■ Exercise prompt
Repeat exactly the lines from the line containing "[point] every instance of the red foliage" to the last line of the listing, including both.

Stored records
- - - -

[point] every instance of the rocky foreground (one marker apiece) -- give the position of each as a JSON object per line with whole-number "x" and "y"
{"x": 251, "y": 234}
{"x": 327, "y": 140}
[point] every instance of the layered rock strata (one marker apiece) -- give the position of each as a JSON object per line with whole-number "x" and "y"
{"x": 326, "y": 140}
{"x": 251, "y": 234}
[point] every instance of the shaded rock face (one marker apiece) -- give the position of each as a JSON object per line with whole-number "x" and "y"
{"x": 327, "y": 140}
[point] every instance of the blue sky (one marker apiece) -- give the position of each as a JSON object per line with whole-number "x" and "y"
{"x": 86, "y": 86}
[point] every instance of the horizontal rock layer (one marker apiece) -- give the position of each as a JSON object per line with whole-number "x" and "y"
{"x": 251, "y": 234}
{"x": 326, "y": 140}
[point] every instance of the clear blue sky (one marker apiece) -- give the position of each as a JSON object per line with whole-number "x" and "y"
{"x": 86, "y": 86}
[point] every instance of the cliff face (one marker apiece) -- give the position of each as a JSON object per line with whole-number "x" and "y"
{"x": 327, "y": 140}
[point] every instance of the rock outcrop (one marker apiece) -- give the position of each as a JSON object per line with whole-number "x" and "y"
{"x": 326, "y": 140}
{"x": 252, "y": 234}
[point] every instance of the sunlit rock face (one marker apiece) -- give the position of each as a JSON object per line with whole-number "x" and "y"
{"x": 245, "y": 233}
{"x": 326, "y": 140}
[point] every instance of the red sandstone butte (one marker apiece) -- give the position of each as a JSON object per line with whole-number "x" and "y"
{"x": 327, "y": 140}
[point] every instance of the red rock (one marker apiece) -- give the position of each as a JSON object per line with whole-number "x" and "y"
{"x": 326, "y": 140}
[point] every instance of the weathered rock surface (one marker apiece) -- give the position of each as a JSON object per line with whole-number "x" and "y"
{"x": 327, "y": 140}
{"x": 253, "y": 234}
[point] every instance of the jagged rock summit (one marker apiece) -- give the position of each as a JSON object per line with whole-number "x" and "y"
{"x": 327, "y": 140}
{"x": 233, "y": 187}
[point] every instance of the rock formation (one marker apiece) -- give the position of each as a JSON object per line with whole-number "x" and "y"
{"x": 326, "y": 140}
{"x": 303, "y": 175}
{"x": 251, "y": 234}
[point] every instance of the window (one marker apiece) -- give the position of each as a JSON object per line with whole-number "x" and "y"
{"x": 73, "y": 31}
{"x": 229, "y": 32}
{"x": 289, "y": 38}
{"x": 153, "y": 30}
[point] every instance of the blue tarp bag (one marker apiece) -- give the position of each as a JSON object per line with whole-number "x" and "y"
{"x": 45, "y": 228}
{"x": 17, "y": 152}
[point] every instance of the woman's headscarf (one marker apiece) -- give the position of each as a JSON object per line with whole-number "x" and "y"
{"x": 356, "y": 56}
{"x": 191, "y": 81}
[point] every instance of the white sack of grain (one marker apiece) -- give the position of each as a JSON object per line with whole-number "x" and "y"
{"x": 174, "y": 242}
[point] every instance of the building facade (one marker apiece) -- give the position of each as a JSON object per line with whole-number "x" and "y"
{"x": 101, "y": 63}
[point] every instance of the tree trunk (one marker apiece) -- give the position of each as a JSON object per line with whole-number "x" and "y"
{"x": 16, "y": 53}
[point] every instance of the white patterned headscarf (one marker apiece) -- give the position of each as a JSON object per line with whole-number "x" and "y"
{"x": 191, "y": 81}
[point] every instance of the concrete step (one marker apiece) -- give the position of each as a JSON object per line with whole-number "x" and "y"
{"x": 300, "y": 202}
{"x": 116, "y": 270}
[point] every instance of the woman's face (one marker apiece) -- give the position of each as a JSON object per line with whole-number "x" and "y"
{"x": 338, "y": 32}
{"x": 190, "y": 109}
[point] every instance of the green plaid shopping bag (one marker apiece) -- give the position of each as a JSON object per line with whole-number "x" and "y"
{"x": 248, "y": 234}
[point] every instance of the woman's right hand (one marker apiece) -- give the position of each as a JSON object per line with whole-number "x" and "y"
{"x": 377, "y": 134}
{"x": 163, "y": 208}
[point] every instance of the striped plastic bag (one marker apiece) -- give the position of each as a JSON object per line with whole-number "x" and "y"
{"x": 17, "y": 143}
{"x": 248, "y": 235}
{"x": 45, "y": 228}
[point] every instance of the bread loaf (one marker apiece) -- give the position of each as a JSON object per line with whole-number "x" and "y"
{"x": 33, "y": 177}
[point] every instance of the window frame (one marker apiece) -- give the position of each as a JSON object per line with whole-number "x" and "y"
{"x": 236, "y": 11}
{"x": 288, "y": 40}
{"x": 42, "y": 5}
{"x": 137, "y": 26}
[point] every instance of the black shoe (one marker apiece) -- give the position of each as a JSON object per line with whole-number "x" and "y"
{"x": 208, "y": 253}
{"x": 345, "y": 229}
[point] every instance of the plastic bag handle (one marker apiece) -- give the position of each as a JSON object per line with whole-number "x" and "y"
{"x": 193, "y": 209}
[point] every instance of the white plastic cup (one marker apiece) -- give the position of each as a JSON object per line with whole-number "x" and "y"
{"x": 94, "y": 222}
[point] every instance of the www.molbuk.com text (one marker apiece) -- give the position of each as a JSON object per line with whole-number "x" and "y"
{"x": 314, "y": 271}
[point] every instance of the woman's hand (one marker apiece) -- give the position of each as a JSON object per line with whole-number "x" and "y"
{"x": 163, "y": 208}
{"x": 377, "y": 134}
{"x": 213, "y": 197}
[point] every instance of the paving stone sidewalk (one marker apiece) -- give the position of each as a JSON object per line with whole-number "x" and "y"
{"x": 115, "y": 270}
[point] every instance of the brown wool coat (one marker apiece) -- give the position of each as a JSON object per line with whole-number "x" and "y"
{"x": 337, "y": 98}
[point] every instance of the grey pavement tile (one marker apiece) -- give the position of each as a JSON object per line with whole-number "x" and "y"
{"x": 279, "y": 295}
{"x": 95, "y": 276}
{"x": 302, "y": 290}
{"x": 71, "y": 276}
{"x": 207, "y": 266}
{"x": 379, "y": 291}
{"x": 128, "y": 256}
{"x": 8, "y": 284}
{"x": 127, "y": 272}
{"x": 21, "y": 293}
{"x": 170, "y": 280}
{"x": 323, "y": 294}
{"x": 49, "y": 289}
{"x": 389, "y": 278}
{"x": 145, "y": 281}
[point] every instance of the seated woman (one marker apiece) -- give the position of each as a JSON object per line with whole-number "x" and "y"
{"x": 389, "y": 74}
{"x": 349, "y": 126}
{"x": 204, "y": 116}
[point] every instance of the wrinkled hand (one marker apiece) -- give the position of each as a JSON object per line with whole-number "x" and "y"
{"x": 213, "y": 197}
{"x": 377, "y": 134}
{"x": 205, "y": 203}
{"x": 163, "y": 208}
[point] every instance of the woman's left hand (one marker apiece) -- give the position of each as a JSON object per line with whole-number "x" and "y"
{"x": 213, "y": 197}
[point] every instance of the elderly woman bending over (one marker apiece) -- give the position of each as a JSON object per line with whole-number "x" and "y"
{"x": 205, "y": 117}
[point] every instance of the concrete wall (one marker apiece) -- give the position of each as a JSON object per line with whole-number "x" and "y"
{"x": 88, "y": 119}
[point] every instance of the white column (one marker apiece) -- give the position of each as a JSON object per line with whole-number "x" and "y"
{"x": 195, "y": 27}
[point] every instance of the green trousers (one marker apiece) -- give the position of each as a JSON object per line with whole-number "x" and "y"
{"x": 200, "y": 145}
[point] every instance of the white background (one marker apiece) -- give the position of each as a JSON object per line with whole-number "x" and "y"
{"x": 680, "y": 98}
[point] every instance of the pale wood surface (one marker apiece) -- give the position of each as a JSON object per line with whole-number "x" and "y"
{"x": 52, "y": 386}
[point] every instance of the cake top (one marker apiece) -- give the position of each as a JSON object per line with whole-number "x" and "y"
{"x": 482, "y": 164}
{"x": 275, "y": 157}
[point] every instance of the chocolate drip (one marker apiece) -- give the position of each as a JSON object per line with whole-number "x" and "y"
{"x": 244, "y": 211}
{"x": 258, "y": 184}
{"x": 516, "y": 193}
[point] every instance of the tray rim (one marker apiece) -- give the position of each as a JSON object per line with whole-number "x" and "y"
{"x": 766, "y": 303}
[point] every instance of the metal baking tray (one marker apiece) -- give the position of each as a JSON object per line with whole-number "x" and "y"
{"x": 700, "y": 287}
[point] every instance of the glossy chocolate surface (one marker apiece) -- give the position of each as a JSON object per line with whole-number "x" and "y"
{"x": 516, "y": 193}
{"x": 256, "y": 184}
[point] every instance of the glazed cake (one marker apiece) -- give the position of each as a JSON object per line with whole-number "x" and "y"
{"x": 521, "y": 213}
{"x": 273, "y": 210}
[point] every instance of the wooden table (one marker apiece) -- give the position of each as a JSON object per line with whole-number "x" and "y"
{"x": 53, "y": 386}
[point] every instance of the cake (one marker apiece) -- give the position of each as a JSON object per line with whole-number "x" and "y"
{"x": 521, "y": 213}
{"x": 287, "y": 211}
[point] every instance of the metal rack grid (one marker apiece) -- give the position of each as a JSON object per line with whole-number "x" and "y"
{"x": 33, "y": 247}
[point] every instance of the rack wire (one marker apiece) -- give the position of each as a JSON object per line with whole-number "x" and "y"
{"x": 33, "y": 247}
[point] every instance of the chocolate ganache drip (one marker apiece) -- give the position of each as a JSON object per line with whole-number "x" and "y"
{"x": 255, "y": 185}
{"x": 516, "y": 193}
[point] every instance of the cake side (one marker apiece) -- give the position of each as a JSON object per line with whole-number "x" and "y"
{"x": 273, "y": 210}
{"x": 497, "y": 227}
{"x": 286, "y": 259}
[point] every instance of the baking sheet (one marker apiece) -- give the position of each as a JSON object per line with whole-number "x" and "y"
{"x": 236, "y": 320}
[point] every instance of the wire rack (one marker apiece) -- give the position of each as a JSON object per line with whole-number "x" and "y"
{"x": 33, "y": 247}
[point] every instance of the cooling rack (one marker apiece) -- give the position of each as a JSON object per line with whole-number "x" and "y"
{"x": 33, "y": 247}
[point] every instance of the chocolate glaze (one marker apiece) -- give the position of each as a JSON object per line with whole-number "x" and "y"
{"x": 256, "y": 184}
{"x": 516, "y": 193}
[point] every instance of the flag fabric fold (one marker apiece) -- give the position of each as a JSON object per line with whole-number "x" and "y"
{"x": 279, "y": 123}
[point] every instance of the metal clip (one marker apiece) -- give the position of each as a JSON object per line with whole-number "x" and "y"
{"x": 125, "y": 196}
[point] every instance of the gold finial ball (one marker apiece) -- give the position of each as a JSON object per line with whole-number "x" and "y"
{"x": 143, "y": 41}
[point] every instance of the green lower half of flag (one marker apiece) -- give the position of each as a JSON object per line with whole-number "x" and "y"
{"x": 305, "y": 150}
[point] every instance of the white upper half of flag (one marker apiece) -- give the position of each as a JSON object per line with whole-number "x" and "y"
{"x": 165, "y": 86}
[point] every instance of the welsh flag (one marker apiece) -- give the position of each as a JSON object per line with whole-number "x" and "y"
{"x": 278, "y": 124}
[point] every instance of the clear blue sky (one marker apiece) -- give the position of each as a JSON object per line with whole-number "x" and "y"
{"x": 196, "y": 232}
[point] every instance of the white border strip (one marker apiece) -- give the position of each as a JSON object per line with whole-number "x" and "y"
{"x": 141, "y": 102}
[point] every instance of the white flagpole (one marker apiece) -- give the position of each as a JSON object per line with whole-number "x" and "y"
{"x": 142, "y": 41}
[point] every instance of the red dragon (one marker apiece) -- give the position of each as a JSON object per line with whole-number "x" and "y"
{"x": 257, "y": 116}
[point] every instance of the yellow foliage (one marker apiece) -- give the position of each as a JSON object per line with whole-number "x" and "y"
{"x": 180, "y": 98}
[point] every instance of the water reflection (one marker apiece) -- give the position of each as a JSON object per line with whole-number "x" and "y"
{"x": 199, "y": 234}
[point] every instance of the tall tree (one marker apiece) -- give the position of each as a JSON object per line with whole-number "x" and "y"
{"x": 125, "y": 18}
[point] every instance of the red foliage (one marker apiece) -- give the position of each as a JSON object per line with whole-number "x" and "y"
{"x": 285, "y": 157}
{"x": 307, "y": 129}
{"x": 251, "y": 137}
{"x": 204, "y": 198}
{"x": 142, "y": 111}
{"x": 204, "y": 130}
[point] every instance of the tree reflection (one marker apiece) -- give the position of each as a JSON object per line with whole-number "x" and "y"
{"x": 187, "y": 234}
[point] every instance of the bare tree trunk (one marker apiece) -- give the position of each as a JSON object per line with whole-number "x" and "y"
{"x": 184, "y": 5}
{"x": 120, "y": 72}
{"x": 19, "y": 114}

- - - -

■ Expected output
[point] every instance of the red foliage (one marker apiece) -- give the position of each as a JSON object per line with whole-number "x" and "y"
{"x": 285, "y": 157}
{"x": 307, "y": 129}
{"x": 251, "y": 137}
{"x": 204, "y": 198}
{"x": 142, "y": 111}
{"x": 204, "y": 130}
[point] every instance of the tree reflection (one marker apiece) -- give the position of each as a JSON object per line with whole-number "x" and "y"
{"x": 187, "y": 234}
[point] every instance of the bare tree trunk (one marker apiece) -- give the position of each as a JSON object per line with whole-number "x" and "y"
{"x": 184, "y": 5}
{"x": 120, "y": 72}
{"x": 19, "y": 114}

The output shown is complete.